%%

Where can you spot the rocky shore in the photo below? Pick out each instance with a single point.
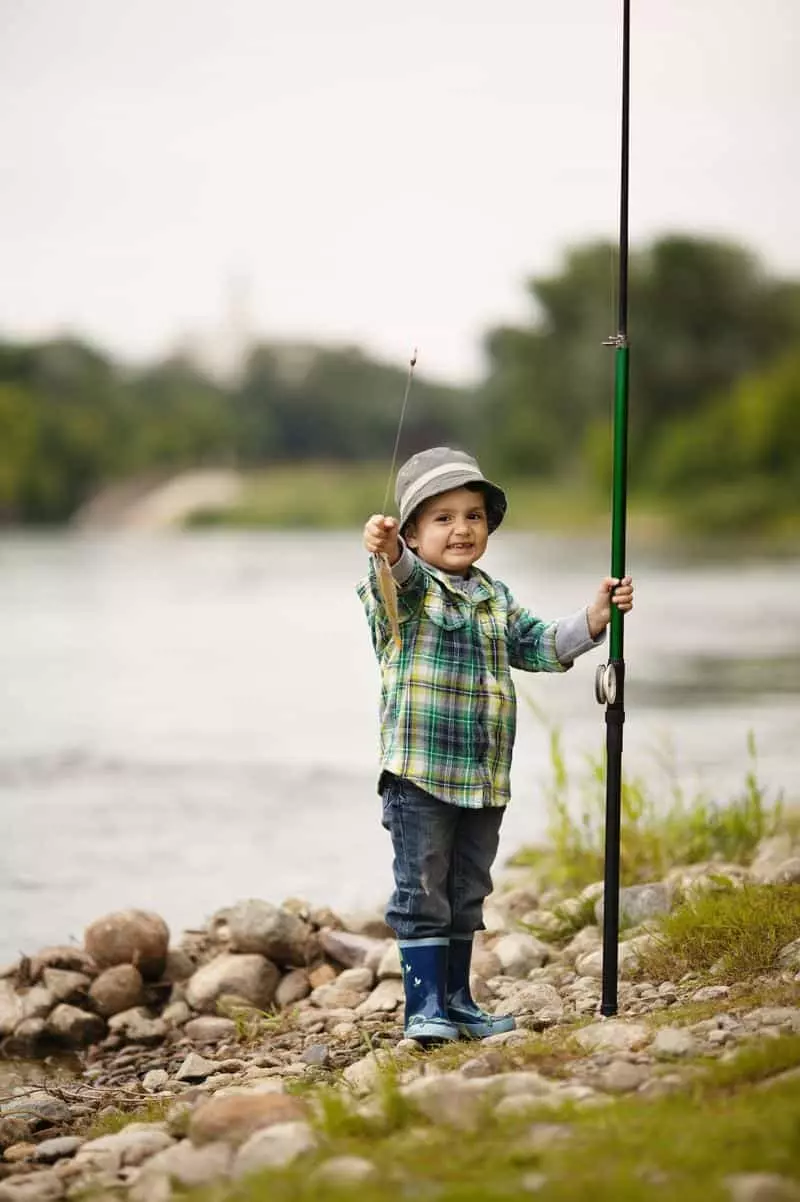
(220, 1045)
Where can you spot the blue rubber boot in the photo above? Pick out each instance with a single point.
(461, 1009)
(424, 980)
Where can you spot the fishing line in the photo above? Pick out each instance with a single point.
(412, 364)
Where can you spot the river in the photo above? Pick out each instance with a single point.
(190, 719)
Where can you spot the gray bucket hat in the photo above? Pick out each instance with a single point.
(439, 470)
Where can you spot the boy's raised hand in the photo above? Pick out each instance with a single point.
(381, 536)
(612, 591)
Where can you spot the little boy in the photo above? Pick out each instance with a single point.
(448, 716)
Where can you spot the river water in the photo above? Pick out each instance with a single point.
(190, 719)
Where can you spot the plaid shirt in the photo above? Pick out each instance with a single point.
(448, 706)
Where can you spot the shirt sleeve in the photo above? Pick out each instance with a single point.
(411, 583)
(539, 646)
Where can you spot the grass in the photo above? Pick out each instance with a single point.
(656, 834)
(628, 1150)
(736, 932)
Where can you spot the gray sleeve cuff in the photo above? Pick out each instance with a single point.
(405, 565)
(573, 637)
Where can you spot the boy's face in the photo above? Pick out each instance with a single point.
(451, 530)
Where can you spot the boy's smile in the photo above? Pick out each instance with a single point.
(451, 530)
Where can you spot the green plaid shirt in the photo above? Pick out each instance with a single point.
(448, 706)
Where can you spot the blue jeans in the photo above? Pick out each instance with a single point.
(442, 861)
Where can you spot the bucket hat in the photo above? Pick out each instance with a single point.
(437, 470)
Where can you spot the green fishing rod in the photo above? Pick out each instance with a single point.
(609, 682)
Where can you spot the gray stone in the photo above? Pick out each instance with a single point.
(138, 1025)
(344, 1171)
(155, 1081)
(65, 985)
(273, 1148)
(117, 989)
(384, 998)
(210, 1029)
(130, 936)
(75, 1028)
(347, 950)
(183, 1164)
(49, 1150)
(519, 953)
(612, 1035)
(639, 903)
(196, 1067)
(250, 977)
(293, 987)
(278, 934)
(11, 1011)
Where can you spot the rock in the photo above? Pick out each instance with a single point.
(138, 1025)
(531, 997)
(183, 1164)
(75, 1028)
(389, 963)
(11, 1011)
(612, 1035)
(344, 1171)
(316, 1054)
(28, 1040)
(762, 1188)
(710, 993)
(639, 903)
(674, 1041)
(519, 953)
(293, 987)
(65, 985)
(39, 1108)
(345, 948)
(387, 995)
(131, 1146)
(248, 976)
(196, 1067)
(210, 1029)
(130, 936)
(46, 1186)
(13, 1129)
(155, 1081)
(234, 1118)
(586, 941)
(49, 1150)
(323, 974)
(117, 989)
(278, 934)
(36, 1003)
(67, 957)
(621, 1077)
(273, 1148)
(363, 1075)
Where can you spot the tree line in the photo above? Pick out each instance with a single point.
(715, 396)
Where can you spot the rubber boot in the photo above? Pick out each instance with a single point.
(461, 1009)
(424, 980)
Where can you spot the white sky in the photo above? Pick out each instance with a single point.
(375, 172)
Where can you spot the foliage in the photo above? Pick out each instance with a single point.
(657, 832)
(736, 932)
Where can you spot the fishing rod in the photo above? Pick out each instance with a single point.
(609, 680)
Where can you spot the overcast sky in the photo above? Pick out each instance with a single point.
(370, 172)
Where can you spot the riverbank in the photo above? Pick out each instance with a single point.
(261, 1054)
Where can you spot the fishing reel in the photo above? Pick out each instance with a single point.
(606, 684)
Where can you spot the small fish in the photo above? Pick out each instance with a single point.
(388, 590)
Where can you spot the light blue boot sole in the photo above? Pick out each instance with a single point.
(431, 1029)
(479, 1029)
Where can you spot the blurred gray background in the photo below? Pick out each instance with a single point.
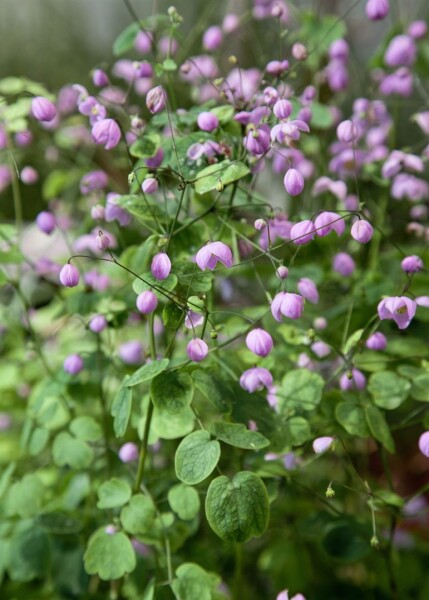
(60, 41)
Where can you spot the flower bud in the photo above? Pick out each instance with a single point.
(102, 241)
(299, 51)
(161, 266)
(212, 38)
(146, 302)
(128, 452)
(207, 121)
(73, 364)
(362, 231)
(46, 222)
(282, 272)
(98, 324)
(346, 131)
(322, 444)
(293, 182)
(260, 224)
(150, 185)
(99, 78)
(259, 341)
(107, 133)
(156, 100)
(69, 275)
(412, 264)
(197, 349)
(43, 109)
(376, 341)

%%

● **WHAT IS ASKED**
Can you reproduce the rows from the one containing "Where can you spot the light" through the last row, copying them word for word and leaving out the pictures?

● **EXERCISE OUTPUT**
Where can you spot the light blue boot sole in the photo above? Pick out each instance with a single point.
(431, 1029)
(479, 1029)
Where can you spot the blurred gray background in the photo below? Pick out each instance with a single point.
(60, 41)
Where can you spot the flower bud in the photo above? Pick out each instance with a single point.
(102, 241)
(299, 51)
(161, 266)
(212, 38)
(146, 302)
(128, 452)
(207, 121)
(73, 364)
(362, 231)
(46, 222)
(282, 272)
(98, 324)
(346, 131)
(322, 444)
(293, 182)
(260, 224)
(150, 185)
(99, 78)
(259, 341)
(107, 133)
(156, 100)
(69, 275)
(412, 264)
(197, 349)
(43, 109)
(376, 341)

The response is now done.